Required work: Give back, word for word, only the lines from the one containing "Target: white curtain" to the end of the listing below.

Source material:
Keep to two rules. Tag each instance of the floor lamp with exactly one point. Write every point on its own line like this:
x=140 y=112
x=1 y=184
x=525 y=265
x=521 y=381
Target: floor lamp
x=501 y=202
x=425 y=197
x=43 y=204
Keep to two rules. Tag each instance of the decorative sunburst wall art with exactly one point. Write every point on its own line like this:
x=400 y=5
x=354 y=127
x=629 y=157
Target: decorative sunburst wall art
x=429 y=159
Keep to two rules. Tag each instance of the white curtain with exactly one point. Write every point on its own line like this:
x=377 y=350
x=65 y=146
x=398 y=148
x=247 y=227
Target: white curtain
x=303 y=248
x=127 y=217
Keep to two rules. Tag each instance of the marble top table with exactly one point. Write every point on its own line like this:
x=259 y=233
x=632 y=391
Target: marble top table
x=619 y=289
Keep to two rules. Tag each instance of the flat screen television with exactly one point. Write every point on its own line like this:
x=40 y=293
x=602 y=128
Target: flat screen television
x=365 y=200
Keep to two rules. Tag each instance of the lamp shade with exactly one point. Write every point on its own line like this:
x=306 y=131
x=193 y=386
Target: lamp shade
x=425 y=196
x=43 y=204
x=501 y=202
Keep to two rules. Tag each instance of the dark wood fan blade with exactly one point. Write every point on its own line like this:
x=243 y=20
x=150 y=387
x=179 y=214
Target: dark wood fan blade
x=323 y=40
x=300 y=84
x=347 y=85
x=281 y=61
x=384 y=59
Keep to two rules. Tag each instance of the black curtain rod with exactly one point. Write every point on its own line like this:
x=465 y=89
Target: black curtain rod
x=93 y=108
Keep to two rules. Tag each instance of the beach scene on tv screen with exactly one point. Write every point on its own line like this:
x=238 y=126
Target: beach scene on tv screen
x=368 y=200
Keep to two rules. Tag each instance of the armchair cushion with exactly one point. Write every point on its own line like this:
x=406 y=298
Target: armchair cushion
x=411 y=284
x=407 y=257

Answer space:
Target: white curtain
x=303 y=248
x=127 y=217
Keep to two rules. Tag each instance of the marble top table with exactly one point. Write every point on its own line like this:
x=259 y=233
x=632 y=391
Target: marble top table
x=619 y=289
Keep to two rules. Tag each instance of the flat screen television with exactly one point. Write every point on its own line like this:
x=40 y=293
x=602 y=128
Target: flat screen television
x=365 y=200
Keep to two rules. Tag each instance of the lamp shade with exactly one point. Write every point on its own line like this:
x=306 y=131
x=193 y=386
Target: lamp shade
x=425 y=196
x=43 y=204
x=501 y=202
Keep to two rules. Tag each instance of the dark wood fan blade with exactly one point. Write every point on its own line like this:
x=243 y=20
x=150 y=387
x=179 y=214
Target: dark wood fan blade
x=323 y=40
x=300 y=84
x=347 y=85
x=281 y=61
x=384 y=59
Keep to two rules. Tag each instance of the black curtain rod with exactly one point. Write every point on its own line like this:
x=465 y=89
Target: black curtain rod
x=93 y=108
Keep to two rules. Tag each instance of the beach scene on tv screen with exactly one point. Write every point on its own line like this:
x=238 y=126
Target: beach scene on tv screen
x=368 y=200
Keep to two rules. Tag each instance of the armchair cushion with exactly one point. Write every point on its own line like this:
x=406 y=298
Target: armchair cushion
x=411 y=284
x=407 y=257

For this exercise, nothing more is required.